§ WRITTEN EXERCISE
Present the entries below as a Markdown table with the columns "Row" and "Text", one numbered row per line, covering only the lines from the one containing "In this exercise you will tag the floral" through the end of the entries, both ends included. Leave out blank lines and pictures.
:: TASK INPUT ::
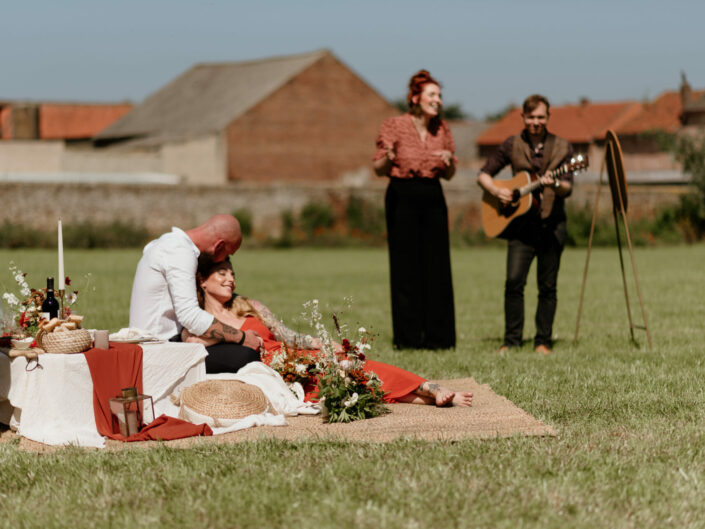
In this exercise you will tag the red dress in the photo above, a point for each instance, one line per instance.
(396, 382)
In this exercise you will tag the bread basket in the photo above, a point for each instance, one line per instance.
(75, 341)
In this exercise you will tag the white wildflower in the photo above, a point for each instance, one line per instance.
(351, 401)
(346, 365)
(11, 299)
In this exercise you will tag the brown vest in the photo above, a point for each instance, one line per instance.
(555, 149)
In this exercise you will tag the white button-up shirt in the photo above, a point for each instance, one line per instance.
(164, 290)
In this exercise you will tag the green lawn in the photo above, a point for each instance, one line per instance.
(630, 450)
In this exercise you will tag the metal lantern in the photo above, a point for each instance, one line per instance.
(132, 411)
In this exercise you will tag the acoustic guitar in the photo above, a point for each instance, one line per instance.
(497, 216)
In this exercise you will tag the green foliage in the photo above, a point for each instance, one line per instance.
(689, 150)
(364, 219)
(316, 217)
(83, 235)
(244, 215)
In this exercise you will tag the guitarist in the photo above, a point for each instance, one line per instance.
(539, 233)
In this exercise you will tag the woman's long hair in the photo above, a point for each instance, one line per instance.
(239, 305)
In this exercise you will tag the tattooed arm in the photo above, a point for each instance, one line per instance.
(222, 332)
(282, 332)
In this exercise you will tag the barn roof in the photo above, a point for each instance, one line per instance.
(208, 97)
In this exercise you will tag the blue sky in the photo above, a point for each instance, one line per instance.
(486, 53)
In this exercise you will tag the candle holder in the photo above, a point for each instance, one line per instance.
(62, 314)
(130, 411)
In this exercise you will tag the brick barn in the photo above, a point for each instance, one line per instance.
(298, 118)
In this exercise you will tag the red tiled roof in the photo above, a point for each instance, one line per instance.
(577, 123)
(663, 113)
(74, 121)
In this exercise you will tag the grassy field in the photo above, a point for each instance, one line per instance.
(630, 450)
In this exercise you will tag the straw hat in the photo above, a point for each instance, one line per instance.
(222, 401)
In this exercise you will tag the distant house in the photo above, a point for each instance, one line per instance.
(585, 124)
(57, 121)
(296, 118)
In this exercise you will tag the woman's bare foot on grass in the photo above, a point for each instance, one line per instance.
(462, 398)
(442, 396)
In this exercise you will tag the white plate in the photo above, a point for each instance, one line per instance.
(137, 340)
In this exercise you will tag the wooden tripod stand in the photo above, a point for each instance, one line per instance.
(618, 187)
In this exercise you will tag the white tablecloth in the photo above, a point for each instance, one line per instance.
(54, 404)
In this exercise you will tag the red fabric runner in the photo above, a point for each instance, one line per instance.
(121, 367)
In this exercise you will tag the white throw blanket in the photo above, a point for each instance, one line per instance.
(283, 401)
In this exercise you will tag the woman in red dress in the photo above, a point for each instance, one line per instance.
(216, 290)
(415, 150)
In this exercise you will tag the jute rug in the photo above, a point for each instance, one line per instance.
(490, 416)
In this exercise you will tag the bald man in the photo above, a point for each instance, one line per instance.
(164, 291)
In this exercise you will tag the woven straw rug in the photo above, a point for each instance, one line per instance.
(490, 416)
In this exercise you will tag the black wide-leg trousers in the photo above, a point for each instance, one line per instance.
(423, 311)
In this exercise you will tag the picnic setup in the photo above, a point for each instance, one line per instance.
(64, 384)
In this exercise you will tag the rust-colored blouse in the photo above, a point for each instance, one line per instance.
(414, 158)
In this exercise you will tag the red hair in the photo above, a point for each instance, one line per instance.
(416, 84)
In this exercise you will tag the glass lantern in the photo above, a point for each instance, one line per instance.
(132, 411)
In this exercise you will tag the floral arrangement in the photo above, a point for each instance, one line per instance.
(346, 391)
(295, 365)
(26, 310)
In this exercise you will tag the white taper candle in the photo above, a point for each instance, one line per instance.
(62, 284)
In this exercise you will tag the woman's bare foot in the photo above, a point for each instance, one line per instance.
(441, 396)
(462, 398)
(444, 396)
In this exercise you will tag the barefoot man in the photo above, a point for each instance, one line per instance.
(164, 292)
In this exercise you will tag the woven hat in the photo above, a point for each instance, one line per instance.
(223, 401)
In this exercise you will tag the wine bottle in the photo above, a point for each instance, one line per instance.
(50, 307)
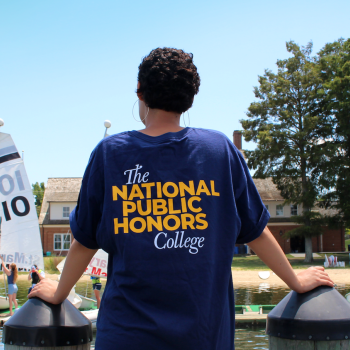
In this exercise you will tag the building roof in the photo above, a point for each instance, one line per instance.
(66, 189)
(268, 190)
(59, 189)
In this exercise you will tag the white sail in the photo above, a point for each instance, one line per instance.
(97, 266)
(20, 236)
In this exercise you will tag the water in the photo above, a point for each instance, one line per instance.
(245, 338)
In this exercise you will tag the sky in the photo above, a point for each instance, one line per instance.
(67, 66)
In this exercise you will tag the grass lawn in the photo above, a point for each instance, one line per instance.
(252, 262)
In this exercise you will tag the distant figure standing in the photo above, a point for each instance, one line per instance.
:::
§ FULL RESPONSE
| Row | Text |
|---|---|
| 1 | In this exercise you will tag the floral arrangement in the photo above, a point for each instance, one line per instance. |
| 2 | (346, 391) |
| 3 | (295, 365) |
| 4 | (26, 310) |
| 5 | In this exercise you will tag the white taper candle in the photo above, a point for each instance, one line per instance. |
| 6 | (62, 284) |
| 7 | In this exercise you will tag the woman's bare foot in the photo above, a point for each instance, one line per instance. |
| 8 | (441, 396) |
| 9 | (462, 398) |
| 10 | (444, 396) |
| 11 | In this exercise you will tag the barefoot man in the photo above, a point for each instance, one line per instance. |
| 12 | (164, 292) |
| 13 | In this exercise you will tag the woven hat in the photo above, a point for each instance, one line per instance. |
| 14 | (223, 401) |
| 15 | In this exercise you will tag the wine bottle in the photo above, a point for each instance, one line per instance. |
| 16 | (50, 307) |
| 17 | In this exercise you will tag the building roof in the photo above, a point for each instance, one line per instance. |
| 18 | (66, 189) |
| 19 | (268, 190) |
| 20 | (59, 189) |
| 21 | In this exercise you will tag the white sail in the photo above, a point for each instance, one line per instance. |
| 22 | (97, 266) |
| 23 | (20, 236) |
| 24 | In this exercise you will tag the water in the photo above, a point for each instance, one line per instance. |
| 25 | (245, 338) |
| 26 | In this exercise you will tag the sky in the photo above, a point for each instance, one line per instance. |
| 27 | (67, 66) |
| 28 | In this exercise you will tag the grass lawn in the photo above, a point for each instance, one line per instance. |
| 29 | (252, 262) |
| 30 | In this exercise you will tag the distant figure standing in the photo above, a point for each instance, one line per instance. |